Serena Bramble, who has already created several dazzling montage tributes to film noir, Powell and Pressburger, and Steven Spielberg, among others, unveils her latest work, weaving dozens upon dozens of clips into a jazz-like succession of motifs, mapping out the resplendent world of Mad Men.
Bramble's video includes an excerpt of Don Draper reading Frank O'Hara's poem "Mayakovsky" from the premiere episode of Season Two. Writer David Ehrenstein takes that scene as the starting point for the following meditation on the poem, its author the poet Frank O'Hara, and their significance to the series:
Don Draper reading Frank O’Hara’s poem "Mayakovsky" was one of the most startling yet oddly right cultural cross-references in all of Mad Men. Don is of course extremely intelligent and very much aware of the arts — but hardly what anyone would call an intellectual. His romantic exploits have brought him in passing contact with late 50’s /early 60’s New York bohemia (jazz clubs, loft parties) but he’s never evidenced a desire to be part of them. His chance encounter with an O’Hara poem is part and parcel of his magpie-like instinct to gather up information for possible future use. Had Don actually run into Frank O’Hara it’s doubtful he’d have anything to say to him. O’Hara, of course, would have been sure to put the make on a Total Babe like John Hamm.

(Location annotation dataset excerpts)
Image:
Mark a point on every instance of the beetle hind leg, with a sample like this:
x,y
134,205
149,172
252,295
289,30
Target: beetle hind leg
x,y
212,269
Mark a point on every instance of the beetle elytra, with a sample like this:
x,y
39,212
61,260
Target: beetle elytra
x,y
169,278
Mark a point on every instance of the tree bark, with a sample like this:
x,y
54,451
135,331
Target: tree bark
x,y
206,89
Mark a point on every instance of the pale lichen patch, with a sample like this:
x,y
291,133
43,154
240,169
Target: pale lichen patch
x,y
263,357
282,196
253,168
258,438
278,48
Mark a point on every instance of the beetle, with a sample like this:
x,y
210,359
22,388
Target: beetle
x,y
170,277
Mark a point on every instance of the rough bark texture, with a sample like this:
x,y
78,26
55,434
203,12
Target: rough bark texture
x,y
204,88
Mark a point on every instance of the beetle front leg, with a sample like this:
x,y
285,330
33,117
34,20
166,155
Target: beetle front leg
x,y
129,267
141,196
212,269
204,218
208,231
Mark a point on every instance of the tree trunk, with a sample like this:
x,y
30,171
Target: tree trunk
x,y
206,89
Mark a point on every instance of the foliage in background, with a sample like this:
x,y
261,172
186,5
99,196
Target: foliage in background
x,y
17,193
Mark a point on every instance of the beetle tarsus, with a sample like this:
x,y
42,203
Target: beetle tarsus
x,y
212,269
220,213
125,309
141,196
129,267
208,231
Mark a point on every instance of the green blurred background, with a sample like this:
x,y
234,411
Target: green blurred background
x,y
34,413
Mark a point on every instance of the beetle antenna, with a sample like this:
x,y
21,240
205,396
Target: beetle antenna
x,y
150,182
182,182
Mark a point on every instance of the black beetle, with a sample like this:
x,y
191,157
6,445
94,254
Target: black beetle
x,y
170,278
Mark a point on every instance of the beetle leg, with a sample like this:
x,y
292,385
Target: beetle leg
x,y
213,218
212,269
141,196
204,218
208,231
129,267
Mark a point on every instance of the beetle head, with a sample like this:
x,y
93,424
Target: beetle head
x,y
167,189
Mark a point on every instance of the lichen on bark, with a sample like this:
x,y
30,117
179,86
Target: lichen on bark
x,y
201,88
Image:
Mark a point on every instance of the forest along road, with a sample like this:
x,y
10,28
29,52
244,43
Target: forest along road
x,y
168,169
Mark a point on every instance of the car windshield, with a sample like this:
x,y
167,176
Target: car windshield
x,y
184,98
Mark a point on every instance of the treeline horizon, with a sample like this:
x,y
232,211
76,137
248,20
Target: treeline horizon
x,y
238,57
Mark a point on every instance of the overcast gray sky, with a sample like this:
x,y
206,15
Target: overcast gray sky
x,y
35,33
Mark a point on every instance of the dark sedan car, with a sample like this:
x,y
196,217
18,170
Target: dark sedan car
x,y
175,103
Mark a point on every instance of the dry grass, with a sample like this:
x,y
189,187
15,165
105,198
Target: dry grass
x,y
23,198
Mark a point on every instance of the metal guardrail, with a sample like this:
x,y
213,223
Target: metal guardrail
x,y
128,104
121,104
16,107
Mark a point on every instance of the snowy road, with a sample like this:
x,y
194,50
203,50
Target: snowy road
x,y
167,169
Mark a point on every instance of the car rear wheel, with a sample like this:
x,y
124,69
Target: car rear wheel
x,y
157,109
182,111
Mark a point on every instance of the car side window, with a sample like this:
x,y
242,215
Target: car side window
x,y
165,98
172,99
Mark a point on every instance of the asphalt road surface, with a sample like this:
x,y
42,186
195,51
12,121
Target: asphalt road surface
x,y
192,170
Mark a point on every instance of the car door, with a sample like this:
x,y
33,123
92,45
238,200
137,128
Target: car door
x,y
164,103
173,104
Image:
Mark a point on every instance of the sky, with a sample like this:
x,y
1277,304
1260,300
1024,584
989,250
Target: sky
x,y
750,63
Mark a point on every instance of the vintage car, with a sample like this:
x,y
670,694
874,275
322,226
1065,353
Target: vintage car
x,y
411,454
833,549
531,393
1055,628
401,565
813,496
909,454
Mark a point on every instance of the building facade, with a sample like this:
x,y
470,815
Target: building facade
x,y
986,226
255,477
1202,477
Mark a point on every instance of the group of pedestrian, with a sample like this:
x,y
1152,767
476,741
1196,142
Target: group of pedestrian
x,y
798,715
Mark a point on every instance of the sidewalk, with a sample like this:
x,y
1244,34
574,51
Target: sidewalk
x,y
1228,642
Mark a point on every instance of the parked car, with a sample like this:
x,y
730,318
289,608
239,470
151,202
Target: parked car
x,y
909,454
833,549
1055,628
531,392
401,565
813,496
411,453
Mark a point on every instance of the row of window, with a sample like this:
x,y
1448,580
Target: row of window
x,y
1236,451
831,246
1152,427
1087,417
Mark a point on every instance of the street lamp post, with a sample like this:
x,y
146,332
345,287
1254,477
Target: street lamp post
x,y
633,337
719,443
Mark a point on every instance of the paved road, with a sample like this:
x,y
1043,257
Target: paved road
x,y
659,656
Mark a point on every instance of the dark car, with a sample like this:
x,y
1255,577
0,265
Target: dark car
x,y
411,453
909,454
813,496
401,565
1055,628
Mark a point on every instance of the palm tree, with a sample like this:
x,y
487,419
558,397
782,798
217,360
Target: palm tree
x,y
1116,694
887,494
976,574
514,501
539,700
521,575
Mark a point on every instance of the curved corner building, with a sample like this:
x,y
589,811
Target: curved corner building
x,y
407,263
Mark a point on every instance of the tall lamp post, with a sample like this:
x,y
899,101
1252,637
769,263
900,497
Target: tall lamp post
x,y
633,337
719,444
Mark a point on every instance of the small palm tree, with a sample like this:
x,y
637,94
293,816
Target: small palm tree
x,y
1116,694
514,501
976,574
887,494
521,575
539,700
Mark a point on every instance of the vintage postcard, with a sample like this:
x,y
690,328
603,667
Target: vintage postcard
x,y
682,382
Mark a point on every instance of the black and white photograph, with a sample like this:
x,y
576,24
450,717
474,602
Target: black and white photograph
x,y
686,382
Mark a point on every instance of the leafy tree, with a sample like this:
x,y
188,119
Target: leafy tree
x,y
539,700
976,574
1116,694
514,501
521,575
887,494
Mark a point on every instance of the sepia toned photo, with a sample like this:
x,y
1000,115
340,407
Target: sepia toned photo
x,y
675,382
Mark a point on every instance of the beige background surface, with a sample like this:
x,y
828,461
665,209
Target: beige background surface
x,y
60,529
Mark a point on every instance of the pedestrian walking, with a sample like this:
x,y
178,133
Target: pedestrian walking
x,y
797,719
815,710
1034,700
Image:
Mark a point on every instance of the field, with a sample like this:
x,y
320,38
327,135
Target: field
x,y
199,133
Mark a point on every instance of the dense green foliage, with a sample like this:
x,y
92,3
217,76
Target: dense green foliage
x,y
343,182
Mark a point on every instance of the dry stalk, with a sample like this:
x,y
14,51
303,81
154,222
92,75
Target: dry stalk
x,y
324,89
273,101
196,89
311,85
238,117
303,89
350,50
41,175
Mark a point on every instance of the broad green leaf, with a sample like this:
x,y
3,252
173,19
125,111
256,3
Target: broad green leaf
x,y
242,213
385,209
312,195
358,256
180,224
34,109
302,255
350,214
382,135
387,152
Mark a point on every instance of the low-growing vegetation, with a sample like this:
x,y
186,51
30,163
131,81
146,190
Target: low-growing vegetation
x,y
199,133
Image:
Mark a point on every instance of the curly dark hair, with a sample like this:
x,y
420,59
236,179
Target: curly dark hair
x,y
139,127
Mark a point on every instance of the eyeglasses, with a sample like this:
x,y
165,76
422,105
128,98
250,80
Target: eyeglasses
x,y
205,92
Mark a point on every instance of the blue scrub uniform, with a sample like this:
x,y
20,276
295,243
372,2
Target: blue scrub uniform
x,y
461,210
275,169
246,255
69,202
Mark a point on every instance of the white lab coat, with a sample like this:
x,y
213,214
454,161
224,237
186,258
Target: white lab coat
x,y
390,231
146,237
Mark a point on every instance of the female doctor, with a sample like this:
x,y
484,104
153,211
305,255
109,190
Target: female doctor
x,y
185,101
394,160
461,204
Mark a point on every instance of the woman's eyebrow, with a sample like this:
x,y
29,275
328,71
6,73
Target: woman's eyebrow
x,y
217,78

INSTRUCTIONS:
• 1. According to the Mad Men article, which episode contains Don Draper's reading of "Mayakovsky"?
• 2. Write the next part of the Mad Men article, picking up after its last sentence.

TASK RESPONSES:
• 1. The premiere episode of Season Two.

• 2.
Frank O’Hara (1926-1966) lived a life that in some ways mirrors that of the Mad Men characters. He went to Harvard (Edward Gorey was his roommate) studied music, but became profoundly interested in poetry — especially avant-garde French and Russian poets Stephane Mallarme, Arthur Rimbaud, Pierre Reverdy, Boris Pasternak and Vladimir Mayakovsky. He got a job working in the card shop at the Museum of Modern Art and in a very short space of time worked his way up to being one of the Museum’s most important curators. This Peggy-like rise was aided by the fact that he became personal friends with the Abstract Expressionists the Museum was collecting. His essays reveal him to be one of their most vocal and direct champions. It wasn’t lofty and “theoretical” with O’Hara at all. A prodigious imbiber, the fact that he could drink any abstract expressionist in the house under the table was why this very openly gay man with — in his words — “the voice of as sissy truck driver” doubtless impressed this decidedly straight and very macho crew. Here’s the greatest love poem ever written (IMO).
O’Hara wrote constantly. His powers of inspiration never waned. The poem he reads above is about Vincent Warren — a dancer in the chorus of the New York City Ballet. O’Hara had been invited by John Ashbery to accompany him on a State Department sponsored Cultural Tour of Europe (hence the cities listed in the poem). The minute he said “Yes” to the trip was the same minute he discovered that he was in love with Vincent Warren. O’Hara’s open celebration of joy in his sexual and romantic self is something Mad Men’s Sal couldn’t possibly bring himself to so much as dream of.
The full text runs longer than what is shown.